━━ Information provided ━━

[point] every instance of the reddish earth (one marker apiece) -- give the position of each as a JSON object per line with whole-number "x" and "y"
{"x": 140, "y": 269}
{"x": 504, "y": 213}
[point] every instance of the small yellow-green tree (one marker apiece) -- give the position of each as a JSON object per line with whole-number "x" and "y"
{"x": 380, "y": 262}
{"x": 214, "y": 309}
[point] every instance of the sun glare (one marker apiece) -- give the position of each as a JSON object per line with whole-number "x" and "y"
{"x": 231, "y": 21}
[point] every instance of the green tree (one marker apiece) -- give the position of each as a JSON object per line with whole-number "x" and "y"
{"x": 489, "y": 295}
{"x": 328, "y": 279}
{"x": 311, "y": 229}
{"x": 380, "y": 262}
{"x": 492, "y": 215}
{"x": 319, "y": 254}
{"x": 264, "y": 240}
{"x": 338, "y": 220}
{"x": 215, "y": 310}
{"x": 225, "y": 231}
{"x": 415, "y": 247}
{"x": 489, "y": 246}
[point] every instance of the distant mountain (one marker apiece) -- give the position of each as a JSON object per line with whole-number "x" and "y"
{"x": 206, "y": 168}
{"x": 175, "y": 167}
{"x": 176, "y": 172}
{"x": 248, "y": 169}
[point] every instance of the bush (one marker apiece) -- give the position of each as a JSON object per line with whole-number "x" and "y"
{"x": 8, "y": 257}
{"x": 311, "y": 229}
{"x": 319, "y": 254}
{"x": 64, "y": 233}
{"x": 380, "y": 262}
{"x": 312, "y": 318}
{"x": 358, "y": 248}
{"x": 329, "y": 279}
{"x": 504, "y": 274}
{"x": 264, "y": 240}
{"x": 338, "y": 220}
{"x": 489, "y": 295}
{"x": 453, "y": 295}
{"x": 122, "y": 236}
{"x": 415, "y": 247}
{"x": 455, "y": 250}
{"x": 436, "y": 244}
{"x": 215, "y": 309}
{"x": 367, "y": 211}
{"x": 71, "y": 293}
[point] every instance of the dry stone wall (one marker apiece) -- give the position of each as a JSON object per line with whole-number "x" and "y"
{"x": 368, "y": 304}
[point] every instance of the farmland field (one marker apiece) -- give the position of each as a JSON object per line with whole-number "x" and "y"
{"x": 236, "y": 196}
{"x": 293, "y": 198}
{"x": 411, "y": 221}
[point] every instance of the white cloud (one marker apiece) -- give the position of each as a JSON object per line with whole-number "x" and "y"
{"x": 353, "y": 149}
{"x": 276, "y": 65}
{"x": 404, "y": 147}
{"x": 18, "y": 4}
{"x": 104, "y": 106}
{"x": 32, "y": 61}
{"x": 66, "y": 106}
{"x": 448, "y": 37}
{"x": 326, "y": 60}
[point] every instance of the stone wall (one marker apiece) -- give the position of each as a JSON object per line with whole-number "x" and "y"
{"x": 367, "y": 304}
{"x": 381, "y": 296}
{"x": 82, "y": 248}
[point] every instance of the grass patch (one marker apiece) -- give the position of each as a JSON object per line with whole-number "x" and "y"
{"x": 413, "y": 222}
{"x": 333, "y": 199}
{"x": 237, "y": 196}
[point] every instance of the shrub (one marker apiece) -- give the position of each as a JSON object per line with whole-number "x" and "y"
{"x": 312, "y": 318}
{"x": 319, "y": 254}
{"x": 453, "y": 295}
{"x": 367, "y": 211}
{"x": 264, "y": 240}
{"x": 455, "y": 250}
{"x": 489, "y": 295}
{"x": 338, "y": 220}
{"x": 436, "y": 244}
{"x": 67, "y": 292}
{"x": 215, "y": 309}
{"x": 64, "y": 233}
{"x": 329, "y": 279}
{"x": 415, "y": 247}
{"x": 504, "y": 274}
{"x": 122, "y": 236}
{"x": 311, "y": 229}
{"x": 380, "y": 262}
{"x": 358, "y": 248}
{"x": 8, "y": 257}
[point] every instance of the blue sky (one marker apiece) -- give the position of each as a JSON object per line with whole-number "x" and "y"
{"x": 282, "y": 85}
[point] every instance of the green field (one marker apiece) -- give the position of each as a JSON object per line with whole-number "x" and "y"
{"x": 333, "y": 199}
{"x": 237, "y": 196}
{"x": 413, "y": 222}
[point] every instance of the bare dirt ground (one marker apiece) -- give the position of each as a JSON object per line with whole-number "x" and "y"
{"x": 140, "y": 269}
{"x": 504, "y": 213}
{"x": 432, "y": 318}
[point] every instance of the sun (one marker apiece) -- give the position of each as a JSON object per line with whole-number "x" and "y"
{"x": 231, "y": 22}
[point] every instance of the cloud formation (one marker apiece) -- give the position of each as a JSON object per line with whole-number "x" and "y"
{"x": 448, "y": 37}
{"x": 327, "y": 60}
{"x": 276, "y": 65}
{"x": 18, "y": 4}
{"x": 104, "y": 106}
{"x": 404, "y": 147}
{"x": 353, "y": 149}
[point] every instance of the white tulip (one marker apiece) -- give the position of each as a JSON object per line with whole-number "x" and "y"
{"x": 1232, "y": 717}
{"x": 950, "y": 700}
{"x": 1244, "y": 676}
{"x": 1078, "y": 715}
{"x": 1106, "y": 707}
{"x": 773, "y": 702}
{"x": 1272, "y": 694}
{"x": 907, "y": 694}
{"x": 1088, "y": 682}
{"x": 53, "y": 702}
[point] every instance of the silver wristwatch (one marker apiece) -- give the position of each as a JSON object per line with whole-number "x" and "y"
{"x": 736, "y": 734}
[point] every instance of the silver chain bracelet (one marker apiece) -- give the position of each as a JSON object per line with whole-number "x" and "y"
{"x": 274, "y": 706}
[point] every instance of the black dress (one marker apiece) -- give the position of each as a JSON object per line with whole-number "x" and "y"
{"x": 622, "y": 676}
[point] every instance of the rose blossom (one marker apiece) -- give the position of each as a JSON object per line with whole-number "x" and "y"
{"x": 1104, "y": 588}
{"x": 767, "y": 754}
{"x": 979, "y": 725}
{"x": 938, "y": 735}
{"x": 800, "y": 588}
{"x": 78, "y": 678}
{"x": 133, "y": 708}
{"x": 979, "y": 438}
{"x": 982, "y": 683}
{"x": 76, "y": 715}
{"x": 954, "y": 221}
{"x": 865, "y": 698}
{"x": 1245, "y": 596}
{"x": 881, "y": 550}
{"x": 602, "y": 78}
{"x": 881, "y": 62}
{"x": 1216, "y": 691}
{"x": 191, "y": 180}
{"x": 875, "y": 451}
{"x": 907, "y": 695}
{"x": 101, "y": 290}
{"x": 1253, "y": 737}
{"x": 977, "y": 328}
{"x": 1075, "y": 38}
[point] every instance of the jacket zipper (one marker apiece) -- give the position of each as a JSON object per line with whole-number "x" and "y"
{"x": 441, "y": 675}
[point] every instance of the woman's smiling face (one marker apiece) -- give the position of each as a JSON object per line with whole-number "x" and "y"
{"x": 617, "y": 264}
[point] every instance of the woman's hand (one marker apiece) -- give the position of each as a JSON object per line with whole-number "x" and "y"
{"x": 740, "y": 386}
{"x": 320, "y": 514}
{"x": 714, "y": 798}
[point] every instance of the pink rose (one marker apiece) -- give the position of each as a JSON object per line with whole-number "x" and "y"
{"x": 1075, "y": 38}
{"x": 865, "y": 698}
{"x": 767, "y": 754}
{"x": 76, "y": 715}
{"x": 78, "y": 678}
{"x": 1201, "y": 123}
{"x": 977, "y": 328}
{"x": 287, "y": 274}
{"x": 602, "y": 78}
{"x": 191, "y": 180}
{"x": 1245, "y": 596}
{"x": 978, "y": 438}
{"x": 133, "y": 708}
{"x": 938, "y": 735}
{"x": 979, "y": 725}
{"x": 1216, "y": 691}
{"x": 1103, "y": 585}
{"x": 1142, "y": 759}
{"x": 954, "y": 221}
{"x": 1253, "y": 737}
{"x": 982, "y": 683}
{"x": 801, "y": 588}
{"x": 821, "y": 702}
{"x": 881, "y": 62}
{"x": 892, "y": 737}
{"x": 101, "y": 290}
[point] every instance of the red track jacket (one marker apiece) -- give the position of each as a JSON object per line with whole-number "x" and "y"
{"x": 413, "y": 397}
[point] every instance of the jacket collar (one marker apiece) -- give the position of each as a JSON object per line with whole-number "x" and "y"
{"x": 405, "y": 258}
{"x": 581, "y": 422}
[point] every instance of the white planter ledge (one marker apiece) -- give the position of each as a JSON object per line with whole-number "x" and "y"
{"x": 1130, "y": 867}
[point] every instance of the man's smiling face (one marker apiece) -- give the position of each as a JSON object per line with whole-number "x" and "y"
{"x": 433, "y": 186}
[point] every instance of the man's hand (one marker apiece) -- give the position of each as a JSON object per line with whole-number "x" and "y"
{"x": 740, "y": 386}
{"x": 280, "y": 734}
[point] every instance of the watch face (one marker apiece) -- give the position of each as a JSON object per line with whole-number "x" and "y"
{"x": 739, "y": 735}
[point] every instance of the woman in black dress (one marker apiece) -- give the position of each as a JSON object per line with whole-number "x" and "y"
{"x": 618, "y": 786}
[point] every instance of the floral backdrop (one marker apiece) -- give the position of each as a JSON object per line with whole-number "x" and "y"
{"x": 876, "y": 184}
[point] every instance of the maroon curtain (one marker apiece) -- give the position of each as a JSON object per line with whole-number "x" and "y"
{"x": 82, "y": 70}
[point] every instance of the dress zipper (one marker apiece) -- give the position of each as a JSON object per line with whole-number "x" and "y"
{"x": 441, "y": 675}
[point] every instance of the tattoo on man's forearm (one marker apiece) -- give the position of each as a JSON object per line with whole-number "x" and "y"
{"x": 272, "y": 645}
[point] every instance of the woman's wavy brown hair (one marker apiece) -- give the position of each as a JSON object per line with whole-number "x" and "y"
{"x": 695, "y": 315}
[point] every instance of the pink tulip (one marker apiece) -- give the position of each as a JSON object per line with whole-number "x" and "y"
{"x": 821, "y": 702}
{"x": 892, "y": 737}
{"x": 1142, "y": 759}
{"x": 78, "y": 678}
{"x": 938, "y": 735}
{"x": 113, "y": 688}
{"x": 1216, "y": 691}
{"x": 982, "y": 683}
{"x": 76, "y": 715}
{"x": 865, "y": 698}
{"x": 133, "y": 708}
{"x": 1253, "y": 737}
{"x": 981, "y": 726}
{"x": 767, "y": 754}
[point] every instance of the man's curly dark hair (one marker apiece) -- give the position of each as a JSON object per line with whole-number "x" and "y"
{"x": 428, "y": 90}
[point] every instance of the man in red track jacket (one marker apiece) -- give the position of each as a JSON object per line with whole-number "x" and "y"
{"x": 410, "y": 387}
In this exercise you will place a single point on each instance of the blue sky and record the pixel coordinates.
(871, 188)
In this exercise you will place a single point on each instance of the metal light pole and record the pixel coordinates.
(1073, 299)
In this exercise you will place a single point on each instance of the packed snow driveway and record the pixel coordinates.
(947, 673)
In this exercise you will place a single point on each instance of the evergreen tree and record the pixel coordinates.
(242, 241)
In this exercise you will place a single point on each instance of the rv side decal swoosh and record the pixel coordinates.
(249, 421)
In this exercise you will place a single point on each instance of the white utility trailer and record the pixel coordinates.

━━━

**Task directions**
Where a line contains "driveway and record the pixel coordinates.", begin there and output each line through the end of the data above, exactly; give no other lines.

**Written reply**
In this exercise you will place a single point on each instance of the packed snow driveway and record the pixel coordinates.
(947, 673)
In this exercise you will place a single point on each instance of the evergreen tree and record the pixel coordinates.
(242, 241)
In this exercise you will place a single point on each instance of the rv side decal swoosh and record the pixel coordinates.
(249, 421)
In this exercise you will place a single point on each instance of the white utility trailer and record the pixel coordinates.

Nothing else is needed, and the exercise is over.